EXERCISE: Only the lines from the line holding "as in (699,0)." through the final line of the entries below are to be returned, exactly as they stand.
Begin PROVIDED ENTRIES
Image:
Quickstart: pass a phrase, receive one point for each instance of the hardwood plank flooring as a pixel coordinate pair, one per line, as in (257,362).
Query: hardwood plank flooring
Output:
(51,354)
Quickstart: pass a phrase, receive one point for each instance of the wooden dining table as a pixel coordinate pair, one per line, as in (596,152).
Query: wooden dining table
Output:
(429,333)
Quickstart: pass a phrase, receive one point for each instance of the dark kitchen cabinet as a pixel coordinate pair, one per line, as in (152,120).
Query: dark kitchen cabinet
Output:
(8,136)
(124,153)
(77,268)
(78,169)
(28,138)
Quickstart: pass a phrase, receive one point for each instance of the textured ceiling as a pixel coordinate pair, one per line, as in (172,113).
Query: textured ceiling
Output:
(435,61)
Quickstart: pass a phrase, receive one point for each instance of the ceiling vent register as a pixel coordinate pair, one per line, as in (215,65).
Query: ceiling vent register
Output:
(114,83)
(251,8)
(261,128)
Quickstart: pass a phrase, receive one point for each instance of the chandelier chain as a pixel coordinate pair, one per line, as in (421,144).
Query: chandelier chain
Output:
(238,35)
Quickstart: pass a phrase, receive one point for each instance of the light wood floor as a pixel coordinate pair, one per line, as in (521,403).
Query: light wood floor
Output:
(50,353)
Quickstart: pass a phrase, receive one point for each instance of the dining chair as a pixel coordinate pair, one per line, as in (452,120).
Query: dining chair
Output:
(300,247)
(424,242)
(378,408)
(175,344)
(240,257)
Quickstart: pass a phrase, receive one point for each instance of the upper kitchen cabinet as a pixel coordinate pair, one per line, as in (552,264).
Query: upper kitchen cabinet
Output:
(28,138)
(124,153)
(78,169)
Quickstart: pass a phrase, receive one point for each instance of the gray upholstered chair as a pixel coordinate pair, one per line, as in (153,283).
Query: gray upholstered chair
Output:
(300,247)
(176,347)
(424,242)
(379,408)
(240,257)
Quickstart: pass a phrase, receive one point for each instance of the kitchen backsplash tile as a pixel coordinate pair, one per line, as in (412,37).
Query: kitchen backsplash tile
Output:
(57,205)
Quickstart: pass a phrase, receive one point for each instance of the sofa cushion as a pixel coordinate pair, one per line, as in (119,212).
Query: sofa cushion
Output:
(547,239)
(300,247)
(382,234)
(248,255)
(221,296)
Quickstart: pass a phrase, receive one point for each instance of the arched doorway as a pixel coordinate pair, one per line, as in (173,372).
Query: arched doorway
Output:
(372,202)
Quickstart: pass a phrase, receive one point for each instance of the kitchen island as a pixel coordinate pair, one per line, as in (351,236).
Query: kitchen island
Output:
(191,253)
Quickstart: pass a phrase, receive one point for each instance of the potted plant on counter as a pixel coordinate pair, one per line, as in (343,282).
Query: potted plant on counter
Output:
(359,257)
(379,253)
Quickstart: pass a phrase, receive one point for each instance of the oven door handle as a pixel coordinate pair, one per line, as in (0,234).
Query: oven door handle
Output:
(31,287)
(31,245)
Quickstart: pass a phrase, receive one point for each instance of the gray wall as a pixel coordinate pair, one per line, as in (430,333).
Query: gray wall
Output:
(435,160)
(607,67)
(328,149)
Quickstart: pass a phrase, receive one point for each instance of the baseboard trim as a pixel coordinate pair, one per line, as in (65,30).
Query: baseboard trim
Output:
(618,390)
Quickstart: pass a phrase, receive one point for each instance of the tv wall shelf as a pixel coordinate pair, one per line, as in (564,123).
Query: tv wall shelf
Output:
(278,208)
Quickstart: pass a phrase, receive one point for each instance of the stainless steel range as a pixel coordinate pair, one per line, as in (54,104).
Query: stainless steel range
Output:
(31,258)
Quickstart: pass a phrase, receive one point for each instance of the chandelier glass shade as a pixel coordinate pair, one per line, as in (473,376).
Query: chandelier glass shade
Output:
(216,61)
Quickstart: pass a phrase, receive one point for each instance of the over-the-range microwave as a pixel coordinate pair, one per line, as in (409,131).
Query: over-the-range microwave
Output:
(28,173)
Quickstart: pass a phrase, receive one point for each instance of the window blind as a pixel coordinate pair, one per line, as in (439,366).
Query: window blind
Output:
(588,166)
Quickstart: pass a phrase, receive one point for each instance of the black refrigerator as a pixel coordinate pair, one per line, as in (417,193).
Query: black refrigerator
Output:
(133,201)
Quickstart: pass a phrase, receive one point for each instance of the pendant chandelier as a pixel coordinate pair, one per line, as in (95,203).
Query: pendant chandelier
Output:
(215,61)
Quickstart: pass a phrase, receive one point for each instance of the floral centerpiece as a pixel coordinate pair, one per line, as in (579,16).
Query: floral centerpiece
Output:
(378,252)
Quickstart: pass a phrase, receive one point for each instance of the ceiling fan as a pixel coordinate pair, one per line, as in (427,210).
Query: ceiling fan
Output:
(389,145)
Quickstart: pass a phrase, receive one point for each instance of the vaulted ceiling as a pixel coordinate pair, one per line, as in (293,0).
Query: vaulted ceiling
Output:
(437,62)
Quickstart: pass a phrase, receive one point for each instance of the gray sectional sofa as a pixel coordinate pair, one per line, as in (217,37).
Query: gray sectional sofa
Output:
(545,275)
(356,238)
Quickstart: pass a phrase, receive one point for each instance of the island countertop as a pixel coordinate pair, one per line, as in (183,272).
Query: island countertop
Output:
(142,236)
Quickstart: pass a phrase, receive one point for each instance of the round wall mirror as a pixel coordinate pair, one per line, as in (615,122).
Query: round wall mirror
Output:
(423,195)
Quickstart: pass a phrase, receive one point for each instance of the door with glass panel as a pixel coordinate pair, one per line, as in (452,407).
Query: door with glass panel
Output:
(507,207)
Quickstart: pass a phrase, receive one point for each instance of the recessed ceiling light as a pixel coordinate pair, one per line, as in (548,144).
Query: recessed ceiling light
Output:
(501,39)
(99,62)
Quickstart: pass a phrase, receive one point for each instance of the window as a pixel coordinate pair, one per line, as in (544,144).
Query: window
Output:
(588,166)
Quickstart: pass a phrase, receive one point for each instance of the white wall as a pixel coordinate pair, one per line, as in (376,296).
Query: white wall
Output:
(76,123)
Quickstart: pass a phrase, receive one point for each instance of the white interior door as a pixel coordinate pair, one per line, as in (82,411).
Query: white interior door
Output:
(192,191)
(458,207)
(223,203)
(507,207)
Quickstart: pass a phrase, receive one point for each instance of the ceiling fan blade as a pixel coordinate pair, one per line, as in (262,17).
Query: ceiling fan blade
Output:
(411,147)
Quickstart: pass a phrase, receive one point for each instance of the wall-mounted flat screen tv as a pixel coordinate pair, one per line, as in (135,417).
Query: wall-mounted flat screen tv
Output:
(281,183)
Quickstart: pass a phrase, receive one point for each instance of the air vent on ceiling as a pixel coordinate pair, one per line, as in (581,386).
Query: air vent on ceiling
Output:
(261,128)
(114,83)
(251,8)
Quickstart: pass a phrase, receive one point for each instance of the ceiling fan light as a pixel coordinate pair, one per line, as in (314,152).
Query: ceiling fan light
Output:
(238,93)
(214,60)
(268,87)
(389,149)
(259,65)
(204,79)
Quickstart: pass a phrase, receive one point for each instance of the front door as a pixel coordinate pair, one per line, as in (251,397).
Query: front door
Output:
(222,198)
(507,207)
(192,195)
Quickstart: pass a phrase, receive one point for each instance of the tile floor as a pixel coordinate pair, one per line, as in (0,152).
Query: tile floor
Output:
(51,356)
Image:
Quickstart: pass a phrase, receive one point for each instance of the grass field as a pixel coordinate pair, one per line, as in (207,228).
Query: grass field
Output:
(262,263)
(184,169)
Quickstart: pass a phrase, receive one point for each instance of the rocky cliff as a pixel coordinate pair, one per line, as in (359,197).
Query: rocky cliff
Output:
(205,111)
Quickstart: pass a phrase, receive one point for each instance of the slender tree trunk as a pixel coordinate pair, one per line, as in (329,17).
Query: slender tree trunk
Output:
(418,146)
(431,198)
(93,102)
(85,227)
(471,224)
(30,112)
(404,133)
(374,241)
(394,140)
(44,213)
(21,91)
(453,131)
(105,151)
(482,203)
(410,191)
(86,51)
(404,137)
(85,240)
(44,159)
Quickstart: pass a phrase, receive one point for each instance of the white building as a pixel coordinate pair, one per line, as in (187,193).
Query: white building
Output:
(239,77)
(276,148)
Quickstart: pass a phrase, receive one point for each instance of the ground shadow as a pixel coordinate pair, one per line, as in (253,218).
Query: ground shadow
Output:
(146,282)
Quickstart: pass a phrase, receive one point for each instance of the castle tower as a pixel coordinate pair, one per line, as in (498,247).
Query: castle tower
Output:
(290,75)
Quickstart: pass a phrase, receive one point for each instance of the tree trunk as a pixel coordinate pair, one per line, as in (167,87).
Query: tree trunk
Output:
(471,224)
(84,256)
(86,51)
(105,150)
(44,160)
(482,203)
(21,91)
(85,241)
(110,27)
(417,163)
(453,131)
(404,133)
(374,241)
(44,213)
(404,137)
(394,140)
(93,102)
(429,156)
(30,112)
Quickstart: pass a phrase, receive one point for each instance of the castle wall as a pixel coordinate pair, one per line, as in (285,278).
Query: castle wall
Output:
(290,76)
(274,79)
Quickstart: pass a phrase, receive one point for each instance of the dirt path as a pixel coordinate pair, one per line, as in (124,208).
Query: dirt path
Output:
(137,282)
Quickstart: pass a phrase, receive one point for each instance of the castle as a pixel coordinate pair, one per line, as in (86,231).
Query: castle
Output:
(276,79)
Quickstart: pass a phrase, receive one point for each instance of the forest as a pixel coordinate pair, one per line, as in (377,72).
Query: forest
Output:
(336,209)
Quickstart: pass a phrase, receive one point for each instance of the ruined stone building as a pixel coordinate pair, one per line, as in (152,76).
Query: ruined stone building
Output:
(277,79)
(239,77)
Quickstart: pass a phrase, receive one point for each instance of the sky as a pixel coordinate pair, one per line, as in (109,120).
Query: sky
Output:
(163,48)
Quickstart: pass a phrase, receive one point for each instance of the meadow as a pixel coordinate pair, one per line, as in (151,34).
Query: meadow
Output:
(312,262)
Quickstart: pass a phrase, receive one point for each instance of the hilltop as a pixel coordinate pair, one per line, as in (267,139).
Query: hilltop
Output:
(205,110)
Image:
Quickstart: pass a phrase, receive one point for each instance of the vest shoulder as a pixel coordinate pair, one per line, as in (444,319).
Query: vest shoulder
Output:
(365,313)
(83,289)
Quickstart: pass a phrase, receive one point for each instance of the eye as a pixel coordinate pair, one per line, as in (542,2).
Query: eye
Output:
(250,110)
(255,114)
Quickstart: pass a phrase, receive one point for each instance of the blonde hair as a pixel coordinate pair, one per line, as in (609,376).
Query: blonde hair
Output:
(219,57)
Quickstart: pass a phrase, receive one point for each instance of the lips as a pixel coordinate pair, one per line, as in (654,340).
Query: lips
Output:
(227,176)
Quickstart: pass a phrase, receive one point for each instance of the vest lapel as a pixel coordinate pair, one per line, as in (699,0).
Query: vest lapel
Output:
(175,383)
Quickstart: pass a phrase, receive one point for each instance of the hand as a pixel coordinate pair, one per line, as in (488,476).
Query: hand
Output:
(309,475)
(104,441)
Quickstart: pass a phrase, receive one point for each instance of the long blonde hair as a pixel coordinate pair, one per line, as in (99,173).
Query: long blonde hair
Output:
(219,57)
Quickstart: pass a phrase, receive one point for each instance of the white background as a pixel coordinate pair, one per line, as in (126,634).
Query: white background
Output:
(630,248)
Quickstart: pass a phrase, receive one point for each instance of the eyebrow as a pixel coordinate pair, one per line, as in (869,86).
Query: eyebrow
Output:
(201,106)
End PROVIDED ENTRIES
RESULT OF THIS EXERCISE:
Quickstart: pass a phrase, receive one point for each instance of the vest lapel as a pixel coordinate pair, one per line, as in (699,0).
Query: vest lapel
Output:
(175,383)
Quickstart: pass a phrase, receive one point for each instance of the hand as a pixel coordinate pair, one per line, as in (488,476).
Query: hand
Output:
(309,475)
(104,441)
Quickstart: pass a phrase, receive one point for each instance of the long blonde hair as a pixel coordinate pair, one per line, as in (99,173).
Query: long blonde hair
Output:
(219,57)
Quickstart: pass a phrase, receive one point for each instance of the white background as a pixel coordinate pair, one per line, as in (126,634).
Query: white background
Output:
(630,248)
Quickstart: pass a phrase, receive one point for each instance of the eyebrow as a pixel coordinate pair, one per line, as in (869,86).
Query: eyebrow
Output:
(201,106)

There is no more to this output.